**Problem requirements:**
Return, word for word, the lines below from the one containing "For full credit, report the exact bounding box of the tyre" through the one containing "0 504 561 896", including both of those lines.
------------
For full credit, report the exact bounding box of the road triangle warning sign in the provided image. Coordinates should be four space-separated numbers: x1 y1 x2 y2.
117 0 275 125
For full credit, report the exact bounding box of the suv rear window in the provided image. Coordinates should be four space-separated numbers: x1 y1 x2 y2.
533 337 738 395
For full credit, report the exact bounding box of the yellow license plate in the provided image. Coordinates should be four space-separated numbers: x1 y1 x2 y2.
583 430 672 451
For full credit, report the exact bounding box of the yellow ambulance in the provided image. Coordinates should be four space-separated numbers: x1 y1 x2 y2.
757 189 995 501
------------
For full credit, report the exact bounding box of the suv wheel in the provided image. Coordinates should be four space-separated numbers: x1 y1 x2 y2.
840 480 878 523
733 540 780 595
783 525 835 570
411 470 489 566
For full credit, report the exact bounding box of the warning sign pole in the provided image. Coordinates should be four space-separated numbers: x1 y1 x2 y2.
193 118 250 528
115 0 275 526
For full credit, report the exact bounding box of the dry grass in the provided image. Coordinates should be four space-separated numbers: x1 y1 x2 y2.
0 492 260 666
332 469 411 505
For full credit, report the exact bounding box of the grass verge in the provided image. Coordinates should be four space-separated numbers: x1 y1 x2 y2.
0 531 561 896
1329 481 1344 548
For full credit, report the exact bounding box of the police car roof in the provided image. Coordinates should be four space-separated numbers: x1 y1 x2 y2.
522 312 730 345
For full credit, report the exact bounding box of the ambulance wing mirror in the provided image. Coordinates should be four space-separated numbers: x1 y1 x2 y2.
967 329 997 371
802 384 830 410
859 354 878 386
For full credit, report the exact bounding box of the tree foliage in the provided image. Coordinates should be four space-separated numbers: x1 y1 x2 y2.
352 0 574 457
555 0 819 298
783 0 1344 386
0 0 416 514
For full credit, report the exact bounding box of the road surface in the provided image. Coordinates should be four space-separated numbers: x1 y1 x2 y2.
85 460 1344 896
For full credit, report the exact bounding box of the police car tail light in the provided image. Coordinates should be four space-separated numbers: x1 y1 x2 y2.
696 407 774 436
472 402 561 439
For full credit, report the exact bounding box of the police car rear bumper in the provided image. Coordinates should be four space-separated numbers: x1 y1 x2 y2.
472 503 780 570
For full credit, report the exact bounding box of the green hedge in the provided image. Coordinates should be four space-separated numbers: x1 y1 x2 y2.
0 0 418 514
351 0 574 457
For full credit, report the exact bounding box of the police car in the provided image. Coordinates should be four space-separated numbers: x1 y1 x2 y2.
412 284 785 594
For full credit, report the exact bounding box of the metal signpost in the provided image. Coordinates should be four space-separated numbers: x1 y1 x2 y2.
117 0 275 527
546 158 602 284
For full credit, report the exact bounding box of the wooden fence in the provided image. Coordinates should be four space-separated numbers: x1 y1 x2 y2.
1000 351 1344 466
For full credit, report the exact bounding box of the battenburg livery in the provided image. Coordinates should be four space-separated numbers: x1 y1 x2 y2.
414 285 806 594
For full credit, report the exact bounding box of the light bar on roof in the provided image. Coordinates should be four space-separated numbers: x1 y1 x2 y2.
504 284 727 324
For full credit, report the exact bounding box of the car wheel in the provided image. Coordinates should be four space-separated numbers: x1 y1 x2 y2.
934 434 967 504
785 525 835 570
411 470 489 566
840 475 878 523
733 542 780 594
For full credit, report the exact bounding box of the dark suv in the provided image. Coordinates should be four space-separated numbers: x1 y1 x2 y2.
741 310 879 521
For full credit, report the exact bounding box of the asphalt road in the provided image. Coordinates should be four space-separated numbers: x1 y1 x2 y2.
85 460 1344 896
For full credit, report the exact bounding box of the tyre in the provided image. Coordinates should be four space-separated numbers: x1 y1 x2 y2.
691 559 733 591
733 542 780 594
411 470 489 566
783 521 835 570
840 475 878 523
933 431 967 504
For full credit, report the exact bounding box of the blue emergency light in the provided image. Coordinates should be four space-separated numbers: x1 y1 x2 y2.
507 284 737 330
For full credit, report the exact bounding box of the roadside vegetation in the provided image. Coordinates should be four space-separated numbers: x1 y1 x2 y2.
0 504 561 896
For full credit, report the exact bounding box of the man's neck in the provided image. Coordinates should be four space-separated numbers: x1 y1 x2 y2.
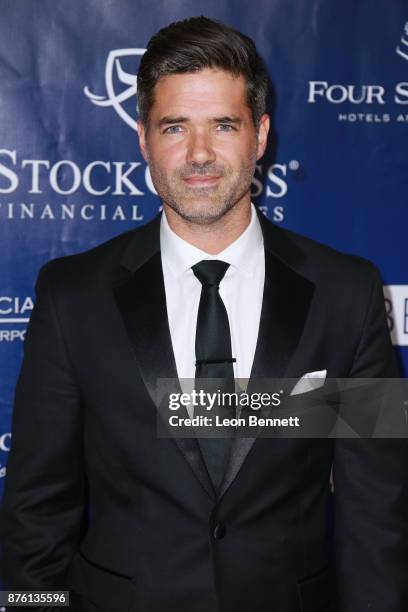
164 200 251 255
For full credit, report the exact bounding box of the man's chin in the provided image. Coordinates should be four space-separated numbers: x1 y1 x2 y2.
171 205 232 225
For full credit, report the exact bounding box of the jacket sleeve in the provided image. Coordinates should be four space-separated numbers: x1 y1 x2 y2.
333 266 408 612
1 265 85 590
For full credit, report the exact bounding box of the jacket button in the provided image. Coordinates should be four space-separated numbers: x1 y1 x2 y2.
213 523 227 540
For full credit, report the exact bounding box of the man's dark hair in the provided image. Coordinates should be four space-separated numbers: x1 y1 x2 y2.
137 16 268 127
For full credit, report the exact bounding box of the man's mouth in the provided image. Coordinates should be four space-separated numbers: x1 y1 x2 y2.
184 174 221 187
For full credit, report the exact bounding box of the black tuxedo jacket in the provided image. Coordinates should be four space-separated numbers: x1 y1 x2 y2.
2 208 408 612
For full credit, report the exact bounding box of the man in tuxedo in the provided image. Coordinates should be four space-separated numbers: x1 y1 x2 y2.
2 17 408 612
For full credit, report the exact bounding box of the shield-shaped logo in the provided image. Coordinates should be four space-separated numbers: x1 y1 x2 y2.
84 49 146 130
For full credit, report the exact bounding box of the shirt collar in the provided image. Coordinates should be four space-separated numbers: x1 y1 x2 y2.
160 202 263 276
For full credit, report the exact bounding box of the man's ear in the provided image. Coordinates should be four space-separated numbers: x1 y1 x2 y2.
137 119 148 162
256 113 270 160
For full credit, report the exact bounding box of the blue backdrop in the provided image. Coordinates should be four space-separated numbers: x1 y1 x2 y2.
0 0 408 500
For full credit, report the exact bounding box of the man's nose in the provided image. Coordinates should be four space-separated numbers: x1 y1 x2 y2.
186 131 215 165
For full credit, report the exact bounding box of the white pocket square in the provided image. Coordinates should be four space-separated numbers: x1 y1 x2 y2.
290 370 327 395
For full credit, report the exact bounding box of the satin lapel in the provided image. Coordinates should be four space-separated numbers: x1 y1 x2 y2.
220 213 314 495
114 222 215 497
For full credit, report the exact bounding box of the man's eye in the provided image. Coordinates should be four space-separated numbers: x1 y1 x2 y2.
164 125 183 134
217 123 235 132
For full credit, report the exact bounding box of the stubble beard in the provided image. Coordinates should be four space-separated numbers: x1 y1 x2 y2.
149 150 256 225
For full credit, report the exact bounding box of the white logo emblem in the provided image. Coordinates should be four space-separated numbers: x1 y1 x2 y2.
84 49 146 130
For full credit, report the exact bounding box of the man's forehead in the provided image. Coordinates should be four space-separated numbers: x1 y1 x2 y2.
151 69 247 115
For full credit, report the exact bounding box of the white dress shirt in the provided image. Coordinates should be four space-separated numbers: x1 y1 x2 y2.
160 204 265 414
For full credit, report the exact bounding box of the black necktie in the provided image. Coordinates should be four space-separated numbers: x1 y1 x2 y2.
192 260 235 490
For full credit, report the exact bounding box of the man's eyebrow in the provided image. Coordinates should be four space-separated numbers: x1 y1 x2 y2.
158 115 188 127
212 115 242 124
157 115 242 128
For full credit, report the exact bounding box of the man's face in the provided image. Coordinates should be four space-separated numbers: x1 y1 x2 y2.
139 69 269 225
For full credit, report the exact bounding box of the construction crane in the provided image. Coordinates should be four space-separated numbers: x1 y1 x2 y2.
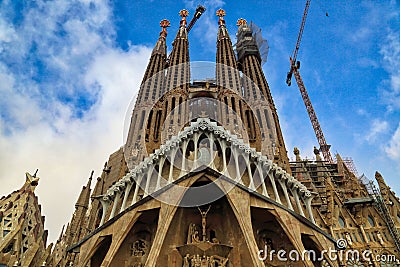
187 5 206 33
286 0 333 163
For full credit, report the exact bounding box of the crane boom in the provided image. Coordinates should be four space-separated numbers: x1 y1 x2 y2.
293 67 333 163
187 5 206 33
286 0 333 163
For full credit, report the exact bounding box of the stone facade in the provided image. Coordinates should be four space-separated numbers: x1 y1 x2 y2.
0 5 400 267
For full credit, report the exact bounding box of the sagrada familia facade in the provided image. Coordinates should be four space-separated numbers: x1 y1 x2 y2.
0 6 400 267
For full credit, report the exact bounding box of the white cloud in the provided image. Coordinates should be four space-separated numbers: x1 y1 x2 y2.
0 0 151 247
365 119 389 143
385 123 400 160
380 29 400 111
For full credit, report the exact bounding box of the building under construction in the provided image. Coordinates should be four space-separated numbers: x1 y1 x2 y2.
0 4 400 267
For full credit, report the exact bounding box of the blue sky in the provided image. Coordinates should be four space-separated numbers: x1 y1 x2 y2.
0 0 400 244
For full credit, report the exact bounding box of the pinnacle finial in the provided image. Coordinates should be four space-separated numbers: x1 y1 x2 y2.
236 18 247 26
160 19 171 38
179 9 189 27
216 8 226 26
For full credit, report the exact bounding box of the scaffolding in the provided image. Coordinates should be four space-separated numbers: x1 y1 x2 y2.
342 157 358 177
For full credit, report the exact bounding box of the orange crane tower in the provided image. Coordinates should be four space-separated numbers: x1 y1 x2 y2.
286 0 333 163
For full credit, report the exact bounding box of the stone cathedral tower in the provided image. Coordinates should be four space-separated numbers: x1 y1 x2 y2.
------------
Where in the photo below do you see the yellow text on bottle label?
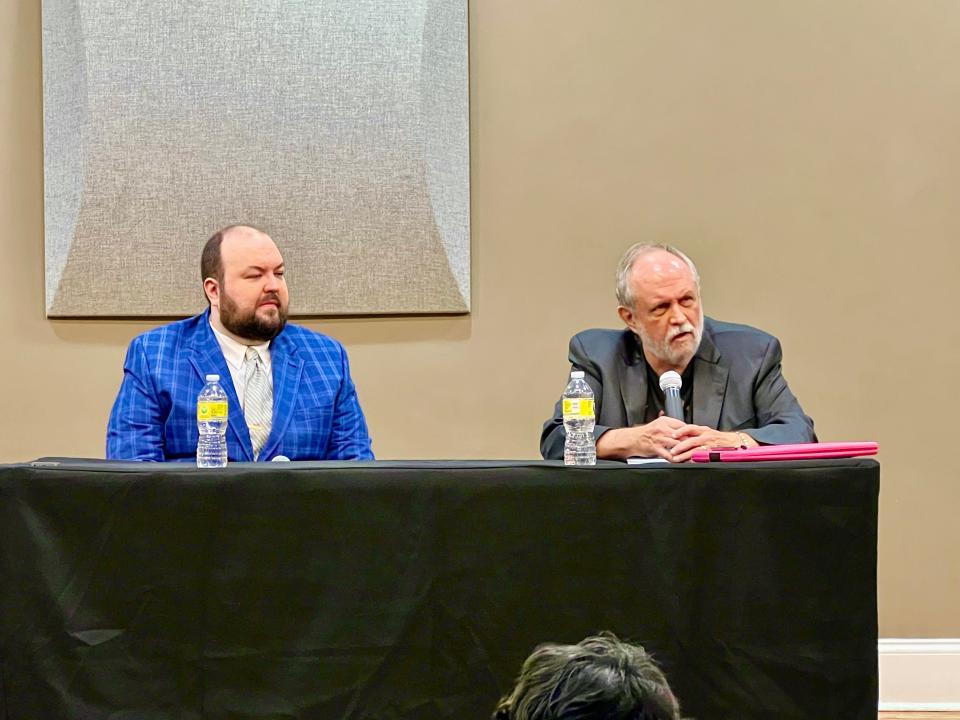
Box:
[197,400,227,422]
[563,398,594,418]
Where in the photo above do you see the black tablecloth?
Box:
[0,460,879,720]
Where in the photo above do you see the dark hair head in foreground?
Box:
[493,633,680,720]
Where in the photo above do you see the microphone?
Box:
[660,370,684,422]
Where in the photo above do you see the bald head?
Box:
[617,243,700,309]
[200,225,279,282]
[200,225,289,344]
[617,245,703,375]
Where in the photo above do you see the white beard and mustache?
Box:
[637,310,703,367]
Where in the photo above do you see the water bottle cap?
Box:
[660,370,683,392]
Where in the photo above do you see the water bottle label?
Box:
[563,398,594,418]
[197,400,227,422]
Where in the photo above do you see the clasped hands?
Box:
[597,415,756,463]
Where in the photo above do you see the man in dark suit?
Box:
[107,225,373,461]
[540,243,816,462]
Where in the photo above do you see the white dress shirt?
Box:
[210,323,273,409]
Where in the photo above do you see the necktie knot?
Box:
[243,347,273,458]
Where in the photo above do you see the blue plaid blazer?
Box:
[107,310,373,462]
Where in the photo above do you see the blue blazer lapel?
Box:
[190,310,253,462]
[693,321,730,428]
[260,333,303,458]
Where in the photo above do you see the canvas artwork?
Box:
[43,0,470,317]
------------
**Full answer:**
For full credit, report the exact bounding box of the tyre in the provided image. Coordinates should be four space-separated numbers: x1 y1 x2 y2.
691 559 733 591
733 542 780 594
411 470 489 566
783 521 835 570
840 475 878 523
933 431 967 504
For full credit, report the exact bounding box of the blue emergency light in the provided image. Coordinates should be four space-separated numbers: x1 y1 x2 y2.
507 284 737 330
For full credit, report the exact bounding box of the roadside vegetation in the provided image. Coordinates should be four space-separated numbers: x1 y1 x2 y2.
0 504 561 896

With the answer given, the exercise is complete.